— Assigned task 1 —
In the robot peer pressure article, list every numerical figure that the paragraph under the headline gives about the experiment.
— Assigned task 2 —
According to the robot peer pressure article, what share of the children's wrong answers matched the robots' wrong answer word for word?
— Assigned task 3 —
Please extend the robot peer pressure article past its last sentence.

━━━━━ Page excerpt

The social robot used to peer pressure kids in the study. (Credit: Vollmer et al., Sci. Robot. 3, eaat7111)

Psst — Beep Boop, Kid

Let’s be clear. These aren’t digital-only bots that have no physical body. In this experiment, European researchers literally sat down 43 children (ages 7 to 9), one at a time, at a table with three “small humanoid robots.” They asked the kids, and robots, to answer visual questions — “Which of these lines is the same length as that one?” — and when the robots all gave a wrong answer, the kids would too. The authors say the children were “significantly influenced” by their robot peers,” and 74 percent of the kids’ wrong answers were actually the same wrong answer as the robots, word for word. (The paper actually refers to the robots as confederates, since they’re secretly collaborating with the researchers. It’s the typical language for this type of social test, but does nothing to quell the research’s unsettling vibes.) The researchers also tested 60 adults, but they fared much better against the robots. “Adults do not appear to normatively conform to the humanoid robots used in the study,” they wrote, seemingly wistfully. Adults did succumb to regular peer pressure, from other adult humans, so at least we know the test was valid for them. Since it’s harder to test children, the researchers pit them against robots only, and not human peers. In all cases, when the robots gave the right answers, so did the test subjects, so we can’t just blame the kids’ robot-peer sensitivity to a particularly weird day at school.

━━━━━━━━━━
━━━━━ Data listing

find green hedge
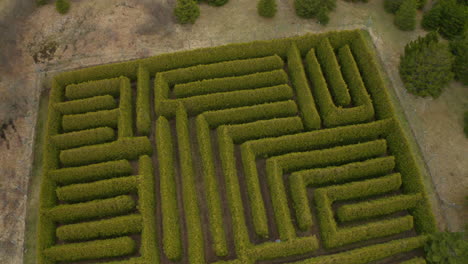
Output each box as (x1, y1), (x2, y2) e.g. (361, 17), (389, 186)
(292, 156), (395, 186)
(56, 176), (139, 202)
(65, 78), (120, 100)
(174, 69), (288, 98)
(176, 104), (205, 263)
(62, 109), (119, 132)
(44, 237), (136, 261)
(136, 65), (151, 136)
(56, 214), (142, 241)
(47, 160), (132, 185)
(195, 115), (229, 256)
(203, 100), (297, 128)
(162, 55), (284, 86)
(50, 127), (115, 149)
(337, 194), (422, 222)
(44, 195), (135, 223)
(54, 95), (117, 115)
(288, 44), (321, 130)
(118, 77), (133, 138)
(317, 38), (351, 106)
(156, 116), (182, 260)
(60, 137), (153, 166)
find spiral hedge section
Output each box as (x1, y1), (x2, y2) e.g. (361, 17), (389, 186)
(37, 30), (436, 264)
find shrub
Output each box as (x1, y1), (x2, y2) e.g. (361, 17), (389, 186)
(399, 33), (453, 98)
(56, 214), (142, 241)
(394, 0), (417, 31)
(257, 0), (276, 17)
(44, 237), (136, 261)
(55, 0), (70, 14)
(174, 0), (200, 24)
(47, 160), (132, 184)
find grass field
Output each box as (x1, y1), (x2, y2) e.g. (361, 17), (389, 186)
(38, 30), (436, 264)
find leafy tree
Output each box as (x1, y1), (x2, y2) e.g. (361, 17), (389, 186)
(394, 0), (416, 31)
(174, 0), (200, 24)
(55, 0), (70, 14)
(399, 32), (453, 98)
(257, 0), (276, 17)
(450, 32), (468, 85)
(424, 232), (468, 264)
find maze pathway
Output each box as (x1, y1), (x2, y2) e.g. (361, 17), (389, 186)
(38, 30), (435, 264)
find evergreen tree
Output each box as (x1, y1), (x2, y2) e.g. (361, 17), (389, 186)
(55, 0), (70, 15)
(257, 0), (276, 17)
(399, 32), (453, 98)
(174, 0), (200, 24)
(394, 0), (416, 31)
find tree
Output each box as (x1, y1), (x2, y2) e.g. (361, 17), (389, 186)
(55, 0), (70, 14)
(399, 32), (453, 98)
(394, 0), (416, 31)
(257, 0), (276, 17)
(174, 0), (200, 24)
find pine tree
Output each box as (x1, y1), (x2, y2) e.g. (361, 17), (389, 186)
(257, 0), (276, 17)
(174, 0), (200, 24)
(395, 0), (416, 31)
(55, 0), (70, 15)
(399, 33), (453, 98)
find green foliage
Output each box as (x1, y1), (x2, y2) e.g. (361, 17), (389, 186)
(257, 0), (276, 17)
(55, 0), (70, 15)
(399, 33), (453, 98)
(394, 0), (417, 31)
(174, 0), (200, 24)
(44, 237), (136, 261)
(424, 232), (468, 264)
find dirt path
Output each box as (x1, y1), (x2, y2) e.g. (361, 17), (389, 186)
(0, 0), (468, 263)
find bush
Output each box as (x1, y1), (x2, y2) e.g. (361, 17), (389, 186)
(47, 160), (132, 184)
(44, 237), (136, 261)
(50, 127), (115, 149)
(56, 214), (142, 241)
(394, 0), (417, 31)
(55, 0), (70, 14)
(257, 0), (276, 17)
(174, 0), (200, 24)
(399, 33), (453, 98)
(60, 137), (153, 166)
(45, 195), (135, 223)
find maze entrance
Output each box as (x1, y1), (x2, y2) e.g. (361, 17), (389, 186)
(38, 31), (435, 264)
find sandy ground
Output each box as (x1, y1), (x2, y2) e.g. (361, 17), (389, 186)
(0, 0), (468, 263)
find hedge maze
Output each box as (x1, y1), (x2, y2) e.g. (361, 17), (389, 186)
(38, 30), (435, 264)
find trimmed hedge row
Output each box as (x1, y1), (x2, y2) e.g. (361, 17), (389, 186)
(62, 109), (119, 132)
(118, 77), (133, 138)
(55, 176), (139, 203)
(292, 236), (428, 264)
(174, 69), (288, 98)
(337, 194), (422, 222)
(44, 237), (136, 261)
(44, 195), (135, 223)
(65, 78), (120, 100)
(317, 38), (351, 106)
(136, 65), (151, 136)
(156, 116), (182, 260)
(50, 127), (115, 149)
(162, 55), (284, 86)
(195, 114), (228, 256)
(60, 137), (153, 166)
(203, 100), (297, 128)
(288, 44), (321, 130)
(56, 214), (142, 241)
(47, 160), (132, 185)
(54, 95), (117, 115)
(292, 156), (395, 186)
(176, 104), (205, 263)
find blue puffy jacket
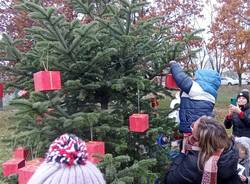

━━━━━━━━━━

— Exercise result 1 —
- 43 children
- ages 7 to 9
- three robots
- 74 percent
- 60 adults

— Exercise result 2 —
74 percent.

— Exercise result 3 —
Our Robots, Ourselves

It might all sound silly (and I didn’t even mention that the robots were “individualized with outfits”!), but this is actually sound and important research. The researchers point out that social robots already exist in such capacities as museum tour guides, therapeutic aids in elder facilities and even early childhood education, with robotic teaching aids already visiting classrooms. The paper highlights an idea that researchers call the "computers as social actors" hypothesis. It suggests people will “naturally and unconsciously treat computers and other forms of media in a manner that is fundamentally social, attributing human-like qualities to technology.” But we still don’t know too much about just how far it extends. By determining that adults don’t conform to robot peer pressure, but kids do, the researchers have shown it’s possible to manipulate children with these robots, either inadvertently or maliciously. “A future in which autonomous social robots are used as aids for education professionals or child therapists is not distant,” the authors write. In other words, the robots are coming — our kids should be ready for them, and confident in their ability to just say no.